Return the records below character for character.
START Records provided
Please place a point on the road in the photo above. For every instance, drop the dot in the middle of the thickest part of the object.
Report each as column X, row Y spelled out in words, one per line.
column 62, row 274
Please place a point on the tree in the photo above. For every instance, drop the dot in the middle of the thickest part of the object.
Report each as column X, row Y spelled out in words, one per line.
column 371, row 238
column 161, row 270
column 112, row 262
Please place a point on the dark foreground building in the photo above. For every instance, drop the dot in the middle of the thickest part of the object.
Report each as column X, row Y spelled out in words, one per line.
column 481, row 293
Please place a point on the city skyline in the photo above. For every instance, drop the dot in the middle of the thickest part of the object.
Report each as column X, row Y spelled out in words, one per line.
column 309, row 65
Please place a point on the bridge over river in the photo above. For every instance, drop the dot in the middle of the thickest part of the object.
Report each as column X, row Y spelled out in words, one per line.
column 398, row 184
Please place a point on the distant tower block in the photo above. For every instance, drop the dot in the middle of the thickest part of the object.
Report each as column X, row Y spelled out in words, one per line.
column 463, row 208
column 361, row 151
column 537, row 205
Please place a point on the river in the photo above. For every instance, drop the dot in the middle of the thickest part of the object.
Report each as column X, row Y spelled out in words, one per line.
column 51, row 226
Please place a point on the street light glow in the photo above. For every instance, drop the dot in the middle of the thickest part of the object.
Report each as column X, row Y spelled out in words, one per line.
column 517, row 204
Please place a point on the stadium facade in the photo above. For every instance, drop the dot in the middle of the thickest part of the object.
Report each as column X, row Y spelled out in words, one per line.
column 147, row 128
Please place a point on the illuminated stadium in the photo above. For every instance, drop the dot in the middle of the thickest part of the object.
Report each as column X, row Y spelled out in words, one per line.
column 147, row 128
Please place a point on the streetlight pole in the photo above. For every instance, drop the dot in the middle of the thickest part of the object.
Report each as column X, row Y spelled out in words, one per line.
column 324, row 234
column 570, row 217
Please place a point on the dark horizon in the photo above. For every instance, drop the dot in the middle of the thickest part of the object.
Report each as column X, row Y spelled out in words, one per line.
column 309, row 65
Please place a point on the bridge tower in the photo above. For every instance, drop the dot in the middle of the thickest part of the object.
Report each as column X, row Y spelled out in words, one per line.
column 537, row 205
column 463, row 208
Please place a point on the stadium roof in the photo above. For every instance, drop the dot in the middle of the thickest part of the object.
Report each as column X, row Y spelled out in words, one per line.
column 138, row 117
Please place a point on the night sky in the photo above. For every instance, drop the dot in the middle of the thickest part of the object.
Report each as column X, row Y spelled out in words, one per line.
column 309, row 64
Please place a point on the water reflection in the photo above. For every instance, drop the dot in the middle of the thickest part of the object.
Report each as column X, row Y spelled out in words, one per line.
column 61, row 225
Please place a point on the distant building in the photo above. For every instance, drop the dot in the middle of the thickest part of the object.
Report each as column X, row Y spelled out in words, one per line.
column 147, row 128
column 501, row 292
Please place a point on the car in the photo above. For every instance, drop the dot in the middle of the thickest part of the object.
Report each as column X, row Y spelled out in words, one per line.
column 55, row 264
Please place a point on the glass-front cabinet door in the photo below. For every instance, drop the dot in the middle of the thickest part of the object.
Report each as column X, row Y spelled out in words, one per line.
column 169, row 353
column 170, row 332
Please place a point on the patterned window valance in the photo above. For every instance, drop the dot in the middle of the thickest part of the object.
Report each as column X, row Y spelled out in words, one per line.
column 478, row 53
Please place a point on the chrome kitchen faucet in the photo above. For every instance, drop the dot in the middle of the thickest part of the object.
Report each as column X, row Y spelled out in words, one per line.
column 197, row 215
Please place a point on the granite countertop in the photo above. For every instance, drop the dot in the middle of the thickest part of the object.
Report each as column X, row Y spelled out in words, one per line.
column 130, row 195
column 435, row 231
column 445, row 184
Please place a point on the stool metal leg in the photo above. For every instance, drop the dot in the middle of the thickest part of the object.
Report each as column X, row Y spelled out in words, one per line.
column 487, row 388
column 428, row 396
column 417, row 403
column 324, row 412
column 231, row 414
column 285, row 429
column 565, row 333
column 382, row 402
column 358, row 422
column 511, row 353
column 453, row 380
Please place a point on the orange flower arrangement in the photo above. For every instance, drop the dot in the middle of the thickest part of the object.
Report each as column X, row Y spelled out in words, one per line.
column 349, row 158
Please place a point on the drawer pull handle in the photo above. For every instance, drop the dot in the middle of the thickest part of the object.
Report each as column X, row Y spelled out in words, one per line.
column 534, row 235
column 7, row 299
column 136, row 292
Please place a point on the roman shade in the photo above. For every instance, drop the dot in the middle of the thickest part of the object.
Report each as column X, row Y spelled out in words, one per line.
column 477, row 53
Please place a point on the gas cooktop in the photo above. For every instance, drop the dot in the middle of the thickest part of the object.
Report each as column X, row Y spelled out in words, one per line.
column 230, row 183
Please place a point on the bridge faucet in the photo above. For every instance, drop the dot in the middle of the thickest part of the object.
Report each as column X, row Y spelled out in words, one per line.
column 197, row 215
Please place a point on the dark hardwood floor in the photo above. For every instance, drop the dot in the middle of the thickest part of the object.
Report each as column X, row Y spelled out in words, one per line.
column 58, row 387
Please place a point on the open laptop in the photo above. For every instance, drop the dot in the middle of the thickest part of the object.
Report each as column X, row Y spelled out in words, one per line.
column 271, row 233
END Records provided
_Response:_
Please place a point on the road in the photo above. For every instance, drop the dot in the middle of the thickest part of the object.
Report each as column X, row Y spelled out in words, one per line.
column 62, row 274
Please place a point on the tree in the photo above. For every instance, drop the dot in the middle of the thickest part of the object.
Report each as column X, row Y spelled out in words, one per line.
column 371, row 238
column 161, row 270
column 112, row 262
Please place a point on the dark foreground building in the photo above. For every instance, drop the dot in the middle of the thickest part of the object.
Report each as column X, row Y spelled out in words, one per line.
column 481, row 293
Please place a point on the city skyline in the photo above. For every instance, drop the dot in the middle of the thickest part of the object.
Report each as column X, row Y spelled out in words, one per line.
column 309, row 65
Please place a point on the bridge over river in the photo above. For every instance, drop the dot in the middle of the thickest part of the object.
Report each as column X, row Y spelled out in words, one per line.
column 398, row 184
Please place a point on the distant tower block in the photo above. For every instance, drop the dot in the middle of the thickest part of the object.
Report each as column X, row Y spelled out in words, one per line.
column 463, row 208
column 361, row 151
column 537, row 205
Please place a point on the river in the photo above. For every instance, drop the dot in the middle of the thickest part of the object.
Report each as column X, row Y spelled out in words, one per line.
column 51, row 226
Please place a point on the street light glow in the photo above. For every instance, drop the dot in the middle of the thickest part of the object.
Report each as column X, row Y spelled out in words, one per line.
column 517, row 204
Please place a point on the stadium facade in the photo above. For every instance, drop the dot in the middle of the thickest part of the object.
Report each as column X, row Y spelled out in words, one per line.
column 147, row 128
Please place a point on the illuminated stadium in the photo above. For every instance, drop the dot in the middle of the thickest part of the object.
Report each as column X, row Y spelled out in words, one per line.
column 147, row 128
Please place a point on the streetlight pole in the photo above. For every instance, drop the dot in the middle of the thickest part of the object.
Report each as column X, row Y spelled out in words, one per line.
column 324, row 234
column 570, row 217
Please place a point on the dark horizon in the photo above. For every instance, drop the dot in the middle of the thickest part of the object.
Report each as column X, row Y spelled out in words, one per line.
column 309, row 65
Please place a point on the bridge tower in the photo above. For every instance, drop the dot in the middle of the thickest part of the object.
Report each as column X, row Y spelled out in words, one per line.
column 537, row 205
column 463, row 208
Please place a point on the stadium roof in the photo above. For every instance, drop the dot in the middle of the thickest part of the object.
Report each as column X, row Y spelled out in words, one per line.
column 138, row 117
Please place a point on the night sky in the photo above. For every instance, drop the dot in the middle of the thickest part of the object.
Report each as column X, row Y spelled out in words, one per line.
column 309, row 64
Please place a point on the water reflection in the photo above. For every instance, drop the dot in the middle of the thickest part of the object.
Report each as column X, row Y spelled out in words, one per line.
column 61, row 225
Please place a point on the distant building in the photo above. For every instance, drop the dot in the middle of the thickest part of the object.
Report each as column X, row Y spelled out in words, one per line.
column 147, row 128
column 501, row 292
Please place a point on the car in the photo above. For every instance, drop the dot in the middle of the thickest part of the object.
Report each as column X, row Y spelled out in words, one per line.
column 55, row 264
Please place a point on the glass-front cabinet door in the photo below. For every instance, drop the dot in the middle of the thickest part of the object.
Report each as column X, row Y spelled out in words, one per line.
column 169, row 353
column 170, row 332
Please place a point on the patterned window valance in the photo above. For every instance, drop the dot in the middle of the thickest part of the object.
Report each as column X, row Y spelled out in words, one per line.
column 478, row 53
Please place a point on the chrome kitchen faucet in the photo above. For every instance, drop the dot in the middle of the thickest part of the object.
Report each as column X, row Y spelled out in words, one per line.
column 197, row 215
Please place a point on the granite countertop in the photo above. For every instance, drop the dot in the middle of the thickest part of the object.
Report each as column X, row Y spelled out in words, one per line.
column 130, row 195
column 435, row 231
column 445, row 184
Please place a point on the stool metal leg in the photo above. For every instance, drop the dot in the middle of the thickest part of the object.
Report each as column X, row Y spelled out in words, one per line.
column 487, row 388
column 428, row 396
column 417, row 403
column 324, row 412
column 231, row 414
column 285, row 429
column 565, row 333
column 382, row 402
column 358, row 422
column 511, row 353
column 453, row 380
Please place a point on the orange flower arrangement in the photo above. For every instance, drop the dot in the middle of the thickest part of the object.
Report each as column X, row Y spelled out in words, one per line.
column 349, row 158
Please place a point on the drawer pull handle in the photo above. For every instance, drop the dot in the middle of the thickest part of the object.
Report each as column X, row Y spelled out in words, one per line.
column 534, row 235
column 7, row 299
column 136, row 292
Please place a point on the roman shade in the photo above. For every instance, drop the dot in the middle of the thickest part of the object.
Report each as column X, row Y spelled out in words, one per line.
column 477, row 53
Please place a point on the gas cooktop in the photo above. For every instance, drop the dot in the middle of the thickest part of the object.
Report each as column X, row Y spelled out in words, one per line.
column 230, row 183
Please place a point on the bridge faucet in the photo above. For every instance, drop the dot in the middle of the thickest part of the object.
Report each as column X, row Y spelled out in words, one per line.
column 197, row 215
Please place a point on the dark hardwood floor in the photo above. For every instance, drop the dot in the middle of the thickest part of the object.
Report each as column X, row Y spelled out in words, one per line.
column 58, row 387
Please place a point on the open laptop in the photo above. For every instance, drop the dot in the middle of the thickest part of the object.
Report each as column X, row Y spelled out in words, one per line.
column 271, row 233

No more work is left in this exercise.